## Lista de actividades:
A. Según la reseña sobre el cine de Antonio Eguino, ¿qué directores nacieron con los nuevos lenguajes y ámbitos del cine?
B. Prosiga la reseña sobre el cine de Antonio Eguino a partir de su última oración.

Otro eje que vale la pena discutir es el temático. Antonio Eguino se ha hecho en nuestro cine algo así como un cronista histórico de excepción, pero sigue sufriendo en la dirección de actores y encima trabajando con guiones proverbialmente malos, como el de esta película. Y no me refiero a los acentos de los actores y su adecuación –algo menos que una exquisitez, si se me permite– sino a una construcción discursiva absolutamente risible. Y si es que estas cosas suenan tan mal en el papel, en la pantalla lo harán incluso peor. Salvo que seas Shakespeare o un anacrónico discípulo del Siglo de Oro, la regla general para escribir diálogos cinematográficos digeribles debería ser: “Si te lo dijeran, ¿Te reirías?” o “¿Se lo dirías así a tu vecino?”. La tiesa contorsión de los actores al espetar semejantes parlamentos, cuesta la película.

Pero esto que parecería una pequeñez es más bien un síntoma menor de un problema más grande, pero muy comprensible. Eguino es el mejor director de cine clásico todavía activo en nuestro país. Con “cine clásico” nos referimos no al cine que se hacía hace más de un siglo atrás, sino a uno que se maneja dentro de una intersubjetividad muy diferente, a otro contexto. Hoy los lenguajes son infinitamente distintos, la noción de la textualidad cinematográfica es otra. Hay nuevas voces y nuevos ámbitos en predominio, y dentro de nuestro cine comienzan a imponerse. Agazzi los usó ya, Bellot y Boulocq –entre otros- nacieron con ellos, Sanjinés y Loazy lo intentaron también hace unos años con los resultados observados. No se trata de un salto que se deba tomar a riesgo de, de no hacerlo, extinguirse. Robert Altman nunca abandonó su dominio y estilo, sus esquemas y referencias narrativo-técnico-conceptuales; no es malo mantenerse dentro de tales líneas maestras, pero esto es algo que, como público, hay que tener muy presente al ir al cine.

## Extractos de líneas:
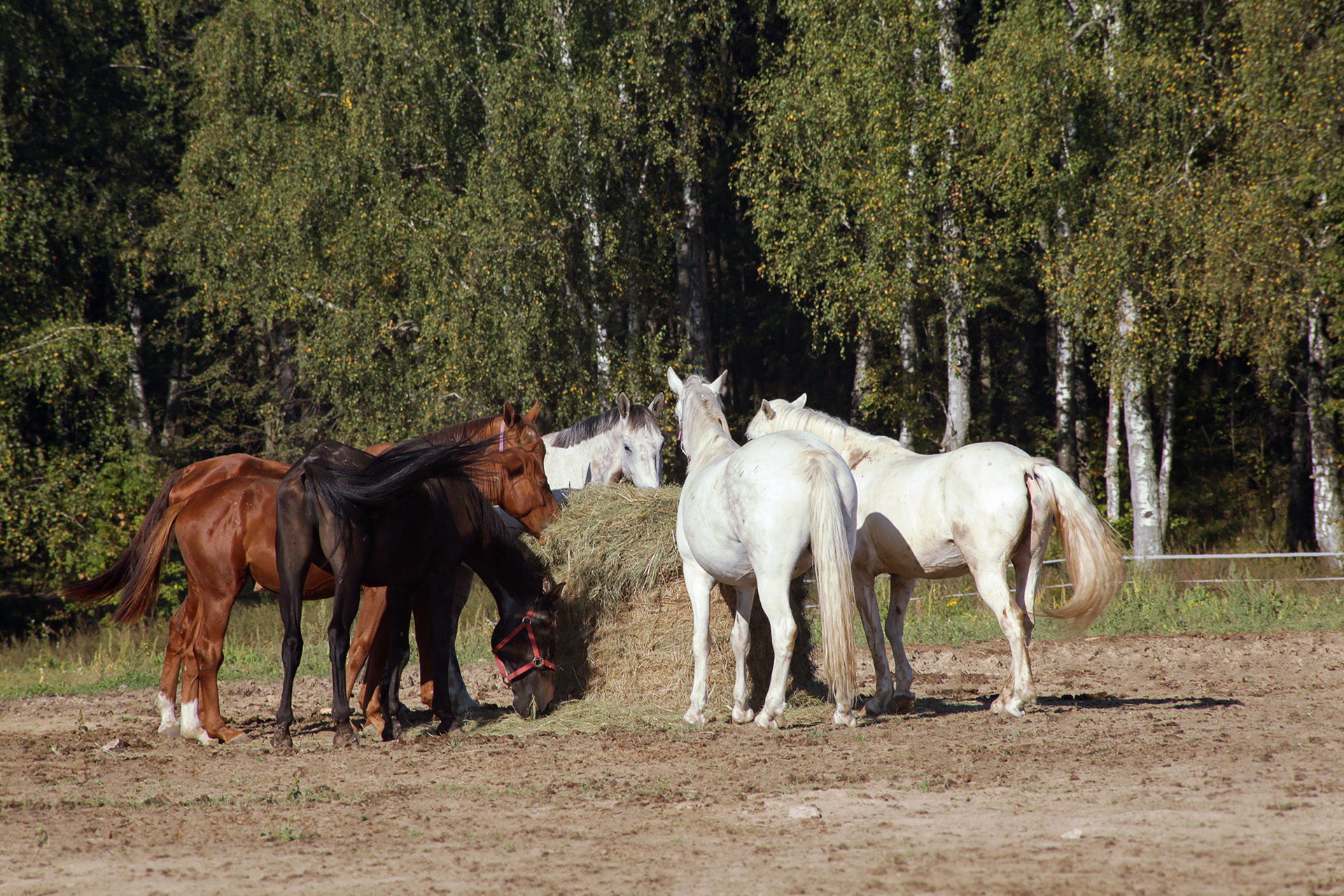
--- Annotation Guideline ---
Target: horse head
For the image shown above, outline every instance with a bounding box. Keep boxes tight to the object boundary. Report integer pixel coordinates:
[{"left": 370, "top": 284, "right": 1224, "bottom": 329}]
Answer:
[
  {"left": 615, "top": 392, "right": 663, "bottom": 489},
  {"left": 491, "top": 580, "right": 564, "bottom": 719},
  {"left": 486, "top": 440, "right": 561, "bottom": 538},
  {"left": 498, "top": 402, "right": 542, "bottom": 451}
]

## Resultados por tarea:
A. Bellot y Boulocq, entre otros.

B.
“Los Andes no creen en Dios”, aunque mucho se lo ha sugerido, está también lejos de ser un western. Al menos un western rescatable. A quién se le haya ocurrido semejante idea deberá saber que es una mentira tan grande como afirmar que “¿Quién mató a la llamita blanca?” era un road movie. Es que esto de los géneros y estilos, además de una limitante absurda, es una doble trampa; y tratar de entender las fórmulas solamente por el papelito que las envuelve, es un error craso. Para poder comprender y emplear estos modelos hay que estudiarlos a fondo. ¿O es que por saber aplicar eso de “E=mc2” ya estamos haciendo física cuántica?

Hasta aquí nos extendimos con este nuevo comentario sobre “Los Andes no creen en Dios”, producción de Antonio Eguino muy largamente esperada y que nos llegó con unas credenciales entre contradictorias y positivas. Recomendable para el engolosinamiento visual –salvo unas climáticas escenas tan mal resueltas que sospechamos ya estaba escaseando el presupuesto– el film nos ofrece una cinematografía pulcra y atrapante. Hay que tener el ojo despierto al detalle para no perderse los elementos que abundan en los muy logrados campos de la producción, ambientación, vestuario, etc. Esas son las virtudes que suma esta obra. No pocas, pero tampoco suficientes.

Un guión famélico y unas actuaciones de regular para abajo, con las excepciones ya apuntadas, traicionan definitivamente las intenciones de Eguino. Que el director bien pudo tomar más riesgos en la historia es muy cierto –hasta “El Atraco” era más polémica– pero debemos preguntarnos hasta qué punto esto es realmente necesario y no la proyección en celuloide de unas urgencias sociopolíticas mal resueltas. En fin, algo más de mordiente no le habría venido nada mal.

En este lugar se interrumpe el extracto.